Set down every entry again exactly as it stands below.

(Stored items from a collection)
- Opening Delimiter -

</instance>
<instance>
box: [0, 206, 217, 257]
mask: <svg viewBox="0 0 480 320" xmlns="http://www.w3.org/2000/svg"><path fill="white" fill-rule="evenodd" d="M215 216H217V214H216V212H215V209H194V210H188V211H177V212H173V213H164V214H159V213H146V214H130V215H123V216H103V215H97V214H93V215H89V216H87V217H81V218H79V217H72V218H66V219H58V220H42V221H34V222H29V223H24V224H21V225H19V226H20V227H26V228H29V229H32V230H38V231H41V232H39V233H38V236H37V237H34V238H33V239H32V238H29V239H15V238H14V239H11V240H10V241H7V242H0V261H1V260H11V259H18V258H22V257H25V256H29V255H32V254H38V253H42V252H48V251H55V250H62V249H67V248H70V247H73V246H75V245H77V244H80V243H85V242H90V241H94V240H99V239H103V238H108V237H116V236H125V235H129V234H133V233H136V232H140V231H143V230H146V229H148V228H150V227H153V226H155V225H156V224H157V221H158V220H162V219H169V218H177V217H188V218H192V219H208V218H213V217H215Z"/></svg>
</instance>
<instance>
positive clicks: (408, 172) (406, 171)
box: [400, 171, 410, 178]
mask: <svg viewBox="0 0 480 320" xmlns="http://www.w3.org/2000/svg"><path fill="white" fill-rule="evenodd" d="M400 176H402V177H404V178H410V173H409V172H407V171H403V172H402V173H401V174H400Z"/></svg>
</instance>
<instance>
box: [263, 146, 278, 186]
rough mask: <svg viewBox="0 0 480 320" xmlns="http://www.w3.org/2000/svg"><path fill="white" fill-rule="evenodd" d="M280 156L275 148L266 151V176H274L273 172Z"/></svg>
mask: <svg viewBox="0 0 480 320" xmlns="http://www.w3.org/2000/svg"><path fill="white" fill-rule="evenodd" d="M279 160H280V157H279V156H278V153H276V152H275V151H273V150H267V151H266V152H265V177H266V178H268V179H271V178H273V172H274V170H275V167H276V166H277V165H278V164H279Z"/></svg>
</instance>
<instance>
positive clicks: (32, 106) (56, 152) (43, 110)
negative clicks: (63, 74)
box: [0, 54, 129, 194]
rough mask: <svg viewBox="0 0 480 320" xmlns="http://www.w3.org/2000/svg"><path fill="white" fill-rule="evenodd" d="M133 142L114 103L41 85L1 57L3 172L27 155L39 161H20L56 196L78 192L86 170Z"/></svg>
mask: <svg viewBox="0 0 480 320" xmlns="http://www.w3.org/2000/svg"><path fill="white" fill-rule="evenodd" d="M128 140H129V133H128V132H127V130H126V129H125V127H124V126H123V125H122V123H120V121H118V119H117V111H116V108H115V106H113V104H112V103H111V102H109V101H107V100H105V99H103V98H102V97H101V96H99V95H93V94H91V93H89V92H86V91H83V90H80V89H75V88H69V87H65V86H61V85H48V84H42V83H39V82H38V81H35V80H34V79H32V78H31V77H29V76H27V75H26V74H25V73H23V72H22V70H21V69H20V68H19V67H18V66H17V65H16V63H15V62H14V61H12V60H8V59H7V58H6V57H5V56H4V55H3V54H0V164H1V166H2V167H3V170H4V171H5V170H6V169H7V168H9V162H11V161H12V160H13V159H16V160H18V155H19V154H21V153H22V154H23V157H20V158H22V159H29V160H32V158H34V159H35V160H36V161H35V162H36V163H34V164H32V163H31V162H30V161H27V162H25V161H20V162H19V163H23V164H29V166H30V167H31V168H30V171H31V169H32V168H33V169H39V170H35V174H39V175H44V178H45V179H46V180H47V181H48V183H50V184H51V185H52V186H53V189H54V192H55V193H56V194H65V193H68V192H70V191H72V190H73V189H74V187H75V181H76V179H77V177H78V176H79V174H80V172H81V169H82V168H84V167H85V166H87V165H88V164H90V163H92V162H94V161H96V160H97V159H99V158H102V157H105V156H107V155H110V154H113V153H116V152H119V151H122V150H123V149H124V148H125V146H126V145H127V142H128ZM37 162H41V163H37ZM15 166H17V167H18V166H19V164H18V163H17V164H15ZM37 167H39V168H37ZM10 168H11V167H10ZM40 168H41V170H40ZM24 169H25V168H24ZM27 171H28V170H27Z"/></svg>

- Closing Delimiter -

▸ **RESULT BELOW**
</instance>
<instance>
box: [0, 206, 217, 257]
mask: <svg viewBox="0 0 480 320" xmlns="http://www.w3.org/2000/svg"><path fill="white" fill-rule="evenodd" d="M215 216H217V214H216V212H215V209H194V210H188V211H177V212H173V213H164V214H159V213H146V214H130V215H123V216H103V215H97V214H93V215H89V216H87V217H81V218H79V217H72V218H66V219H58V220H42V221H34V222H29V223H24V224H21V225H19V226H20V227H26V228H29V229H32V230H38V231H41V232H39V233H38V236H37V237H34V238H33V239H32V238H29V239H15V238H14V239H11V240H10V241H7V242H0V261H1V260H11V259H18V258H22V257H25V256H29V255H32V254H38V253H42V252H48V251H55V250H62V249H67V248H70V247H73V246H75V245H77V244H80V243H85V242H90V241H94V240H99V239H103V238H108V237H116V236H125V235H129V234H133V233H136V232H140V231H143V230H146V229H148V228H150V227H153V226H155V225H156V224H157V221H158V220H162V219H169V218H177V217H188V218H192V219H208V218H213V217H215Z"/></svg>
</instance>
<instance>
positive clicks: (408, 172) (406, 171)
box: [400, 171, 410, 178]
mask: <svg viewBox="0 0 480 320" xmlns="http://www.w3.org/2000/svg"><path fill="white" fill-rule="evenodd" d="M400 176H402V177H404V178H410V173H409V172H407V171H403V172H402V173H401V174H400Z"/></svg>
</instance>
<instance>
box: [263, 146, 278, 186]
rough mask: <svg viewBox="0 0 480 320" xmlns="http://www.w3.org/2000/svg"><path fill="white" fill-rule="evenodd" d="M280 156L275 148L266 151V176H274L273 172Z"/></svg>
mask: <svg viewBox="0 0 480 320" xmlns="http://www.w3.org/2000/svg"><path fill="white" fill-rule="evenodd" d="M279 160H280V157H279V156H278V153H276V152H275V151H273V150H267V151H266V152H265V177H266V178H268V179H271V178H273V172H274V170H275V167H276V166H277V165H278V164H279Z"/></svg>
</instance>
<instance>
positive clicks: (32, 106) (56, 152) (43, 110)
negative clicks: (63, 74)
box: [0, 54, 129, 194]
rough mask: <svg viewBox="0 0 480 320" xmlns="http://www.w3.org/2000/svg"><path fill="white" fill-rule="evenodd" d="M133 142L114 103L41 85L1 57L3 172L27 155L39 161H20L56 196L78 192L86 170Z"/></svg>
mask: <svg viewBox="0 0 480 320" xmlns="http://www.w3.org/2000/svg"><path fill="white" fill-rule="evenodd" d="M128 140H129V133H128V132H127V130H126V129H125V127H124V126H123V125H122V123H120V121H118V119H117V111H116V108H115V106H113V104H112V103H111V102H109V101H107V100H105V99H103V98H102V97H101V96H99V95H93V94H91V93H89V92H86V91H83V90H80V89H75V88H69V87H65V86H61V85H48V84H42V83H39V82H38V81H35V80H34V79H32V78H31V77H29V76H27V75H26V74H25V73H23V72H22V70H21V69H20V68H19V67H18V66H17V65H16V63H15V62H14V61H12V60H8V59H7V58H6V57H5V56H4V55H3V54H0V164H1V166H2V167H3V170H4V171H5V170H6V169H7V168H9V162H11V161H12V160H13V159H16V160H18V155H19V154H21V153H22V154H23V157H20V158H22V159H29V160H32V158H34V159H35V160H36V161H35V162H36V163H34V164H32V163H31V162H30V161H27V162H25V161H20V162H19V163H23V164H29V166H30V167H31V168H30V171H31V169H32V168H33V169H39V170H35V174H39V175H44V178H45V179H46V180H47V181H48V183H50V184H51V185H52V186H53V189H54V192H55V193H56V194H65V193H68V192H70V191H72V190H73V189H74V187H75V181H76V179H77V177H78V176H79V174H80V172H81V169H82V168H84V167H85V166H87V165H88V164H90V163H92V162H94V161H96V160H97V159H99V158H102V157H105V156H107V155H110V154H113V153H116V152H119V151H122V150H123V149H124V148H125V146H126V145H127V142H128ZM37 162H41V163H37ZM15 166H17V167H18V166H19V164H18V163H17V164H15ZM37 167H39V168H37ZM10 168H11V167H10ZM40 168H41V170H40ZM24 169H25V168H24ZM27 171H28V170H27Z"/></svg>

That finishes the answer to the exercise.